→ **Exercise objective**
Decide whether each statement below agrees with the essay on Jim Crow laws and learned helplessness, answering yes or no and quoting the words of the essay that decide it. (a) In the experiment described, every participant whose lever did not work stopped pressing it. (b) Jobs above menial labor were closed to Black Americans only in the South. (c) The Nazis followed the American blueprint after the Final Solution.

→ **Excerpt provided**
At the Republican National Convention, there were many stories of Black and Hispanic Americans overcoming odds to be successful. Good for them! But that doesn’t mean that everyone can. (Many had parents who taught them about the value of hard work and education.)
Isabel Wilkerson in her very powerful and painful book, Caste, The Origins of our Discontent, explains why Black Americans grew up not seeing the same path. Jim Crow laws limited any upward mobility. Any job above menial labor was closed to them, even in the North. Where there were opportunities, they were paid less.
It was the Indians who recognized that Blacks had been relegated to the same caste as their Untouchables (now called the Dalits). Like the Untouchables, Black Americans were prohibited from mixing with whites, from marrying outside of their race, were given inferior facilities and education, were required to treat whites with deference, while whites were expected to treat them as inferiors. One legislator stated that their goal was to make sure that “the lowest white person was higher than the highest black person.” Through a reign of terror, such as lynchings, false arrests, and harassment they kept Black Americans in fear. They passed discriminatory laws that prevented Black Americans from being successful. Sadly, the police were called upon to enforce these racist laws.
The Nazis were so impressed by the Jim Crow laws that they implemented some to oppress the Jews. Before the Final Solution, they followed American’s blueprint, taking away job opportunities, wealth, and confining Jews to the ghetto… sound familiar?
I urge you to take the few minutes to watch “the race.” Watch how some of the students saw that it was fruitless to race, other students wanted to win regardless of their advantages, and others tried to be supportive. https://www.youtube.com/watch?v=4K5fbQ1-zps
There is a phenomenon in Psychology called Learned Helplessness. Learned Helplessness happens when animals or people who continue to be thwarted eventually “give up” and do not see an opportunity even when it is presented to them. In a typical human experiment, participants were exposed to loud, unpleasant noises and told to “press the lever” to stop the sound. Half of the participants had levers that worked and the other half had levers that did not work. All participants in the latter group gave up pressing the lever; even when they were given a second session (and the lever worked). The participants had learned that it didn’t matter what they did, so they quit trying.
Imagine what it is like to be told that it doesn’t matter what you do, you will be treated differently, not only from your experience but by your parents’ experiences and their parents’ experiences. Despite the elimination of Jim Crow laws, ubiquitous cell phones capture discrimination and harassment against Black Americans even today.
I am impressed by anyone who can “make it” through the system. But we must remember that we can only build ourselves up by our bootstraps if we are given boots.
Angela Rieck, a Caroline County native, received her PhD in Mathematical Psychology from the University of Maryland and worked as a scientist at Bell Labs, and other high-tech companies in New Jersey before retiring as a corporate executive. Angela and her dogs divide their time between St Michaels and Key West Florida. Her daughter lives and works in New York City.
Gretchen F Stroh says
That youtube video is stunning, and clearly demonstrates “white privilege” in action, the things we take for granted.

→ **Record excerpts**
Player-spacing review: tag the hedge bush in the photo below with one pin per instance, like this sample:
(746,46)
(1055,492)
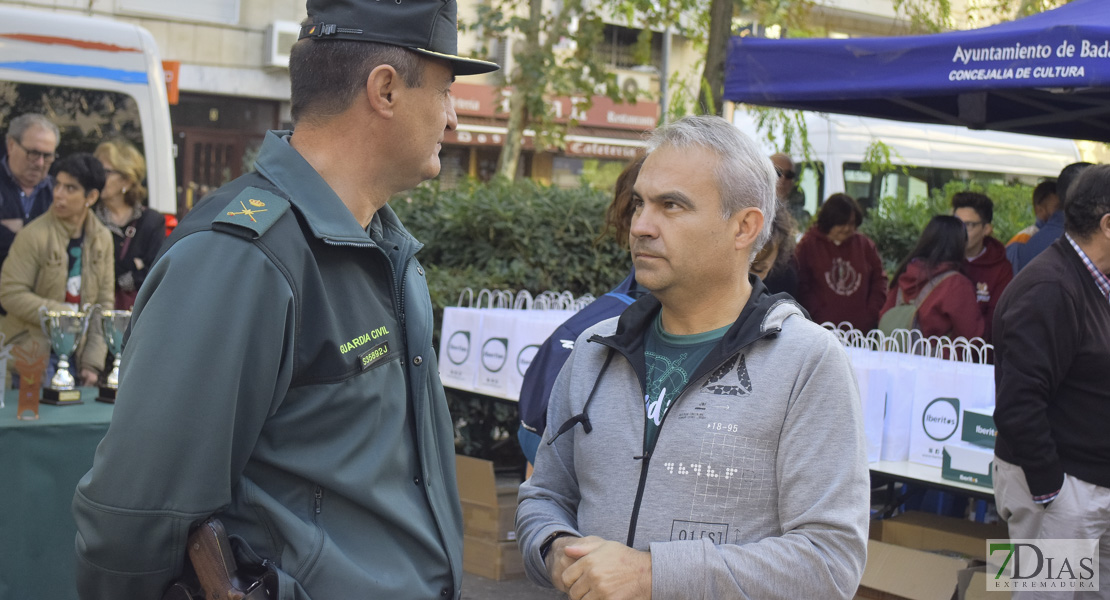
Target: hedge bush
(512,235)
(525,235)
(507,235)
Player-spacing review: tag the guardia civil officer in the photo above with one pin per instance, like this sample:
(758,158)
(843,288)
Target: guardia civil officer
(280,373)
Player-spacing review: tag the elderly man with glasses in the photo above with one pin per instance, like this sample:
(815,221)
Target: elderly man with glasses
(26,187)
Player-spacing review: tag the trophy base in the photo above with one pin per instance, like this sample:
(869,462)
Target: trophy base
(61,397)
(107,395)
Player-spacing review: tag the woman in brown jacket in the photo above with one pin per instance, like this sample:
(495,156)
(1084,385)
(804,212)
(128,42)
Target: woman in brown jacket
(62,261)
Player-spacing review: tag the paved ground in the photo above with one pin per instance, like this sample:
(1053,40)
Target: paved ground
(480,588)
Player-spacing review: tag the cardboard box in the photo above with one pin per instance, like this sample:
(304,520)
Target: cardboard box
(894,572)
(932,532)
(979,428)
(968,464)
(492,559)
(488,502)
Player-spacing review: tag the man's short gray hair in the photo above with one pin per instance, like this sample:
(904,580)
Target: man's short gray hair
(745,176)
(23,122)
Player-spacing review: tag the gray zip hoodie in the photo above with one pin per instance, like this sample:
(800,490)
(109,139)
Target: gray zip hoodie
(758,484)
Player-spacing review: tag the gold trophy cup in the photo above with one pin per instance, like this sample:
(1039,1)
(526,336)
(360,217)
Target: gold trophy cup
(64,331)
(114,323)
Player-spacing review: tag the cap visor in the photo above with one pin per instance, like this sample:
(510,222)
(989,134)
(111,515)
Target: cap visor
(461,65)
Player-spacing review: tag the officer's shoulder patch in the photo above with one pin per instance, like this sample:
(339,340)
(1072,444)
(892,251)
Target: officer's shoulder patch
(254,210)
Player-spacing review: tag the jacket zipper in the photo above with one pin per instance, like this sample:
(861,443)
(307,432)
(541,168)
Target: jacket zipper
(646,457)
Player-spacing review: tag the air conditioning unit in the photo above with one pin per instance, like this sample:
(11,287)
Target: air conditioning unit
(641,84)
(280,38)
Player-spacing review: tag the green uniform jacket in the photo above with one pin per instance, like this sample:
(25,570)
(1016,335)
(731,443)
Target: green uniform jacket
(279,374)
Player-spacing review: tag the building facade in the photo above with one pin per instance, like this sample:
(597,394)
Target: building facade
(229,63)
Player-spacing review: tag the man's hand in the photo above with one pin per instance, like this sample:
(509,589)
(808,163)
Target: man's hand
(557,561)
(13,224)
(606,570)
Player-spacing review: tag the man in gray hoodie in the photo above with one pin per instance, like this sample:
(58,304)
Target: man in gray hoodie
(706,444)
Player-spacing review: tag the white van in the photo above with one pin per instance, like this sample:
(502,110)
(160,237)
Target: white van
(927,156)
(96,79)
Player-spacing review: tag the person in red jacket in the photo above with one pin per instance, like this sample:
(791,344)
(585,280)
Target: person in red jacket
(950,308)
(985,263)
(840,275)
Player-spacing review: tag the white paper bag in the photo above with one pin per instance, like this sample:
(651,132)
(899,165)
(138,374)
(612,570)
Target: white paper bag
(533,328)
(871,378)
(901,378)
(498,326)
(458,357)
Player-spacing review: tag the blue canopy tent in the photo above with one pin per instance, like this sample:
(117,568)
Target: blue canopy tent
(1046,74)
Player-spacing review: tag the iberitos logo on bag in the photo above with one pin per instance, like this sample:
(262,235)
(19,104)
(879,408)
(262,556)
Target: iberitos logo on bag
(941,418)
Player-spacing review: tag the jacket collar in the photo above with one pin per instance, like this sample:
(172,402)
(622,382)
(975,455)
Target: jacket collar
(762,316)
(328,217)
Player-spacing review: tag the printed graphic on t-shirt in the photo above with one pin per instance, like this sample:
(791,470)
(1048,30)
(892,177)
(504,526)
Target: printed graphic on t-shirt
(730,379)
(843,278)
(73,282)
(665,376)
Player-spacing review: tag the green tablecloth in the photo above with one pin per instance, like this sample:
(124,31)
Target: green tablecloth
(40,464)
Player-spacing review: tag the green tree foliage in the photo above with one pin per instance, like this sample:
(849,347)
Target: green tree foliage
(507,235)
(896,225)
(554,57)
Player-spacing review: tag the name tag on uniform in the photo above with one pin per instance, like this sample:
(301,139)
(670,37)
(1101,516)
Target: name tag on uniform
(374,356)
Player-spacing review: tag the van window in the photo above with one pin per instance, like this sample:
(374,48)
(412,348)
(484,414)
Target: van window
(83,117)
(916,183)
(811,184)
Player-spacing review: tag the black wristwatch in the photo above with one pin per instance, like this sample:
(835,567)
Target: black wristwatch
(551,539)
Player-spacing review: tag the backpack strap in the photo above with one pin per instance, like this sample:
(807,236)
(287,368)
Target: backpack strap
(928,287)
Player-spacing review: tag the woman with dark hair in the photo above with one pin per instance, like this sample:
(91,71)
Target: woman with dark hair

→ **Written answer**
(a) Yes: "All participants in the latter group gave up pressing the lever"
(b) No: "Any job above menial labor was closed to them, even in the North."
(c) No: "Before the Final Solution, they followed American’s blueprint"